> _GOAL_
Write the material out again exactly as it stands.

> _RECORDS FOR THE TASK_

# # # # #

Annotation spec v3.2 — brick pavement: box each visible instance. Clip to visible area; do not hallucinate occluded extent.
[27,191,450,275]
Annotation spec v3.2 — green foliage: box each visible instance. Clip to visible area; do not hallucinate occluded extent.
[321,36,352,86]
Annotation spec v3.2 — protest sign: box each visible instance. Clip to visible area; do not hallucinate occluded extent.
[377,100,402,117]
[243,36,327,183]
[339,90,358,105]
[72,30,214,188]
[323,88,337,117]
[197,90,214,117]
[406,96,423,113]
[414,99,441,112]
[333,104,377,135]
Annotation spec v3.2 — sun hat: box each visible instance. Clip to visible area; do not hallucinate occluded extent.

# # # # #

> _EXERCISE RESPONSE_
Annotation spec v3.2 — brick pavement: box each visible instance. Clip to visible area; do not hallucinate occluded extent.
[27,191,450,275]
Annotation spec v3.2 — green foliage: box each visible instance. Clip to visible area; do not hallucinate occluded extent.
[321,36,352,86]
Annotation spec v3.2 — protest sign: box each visible instance. Clip to visible area; do not hallucinate occluded extent.
[377,100,402,117]
[243,36,327,183]
[339,90,358,105]
[72,30,214,188]
[323,88,337,117]
[197,90,214,117]
[406,96,423,113]
[414,99,441,112]
[333,104,377,135]
Annotation spec v3.2 — sun hat: box each visible instance. Clip to visible area; do not hallucinate occluded extent.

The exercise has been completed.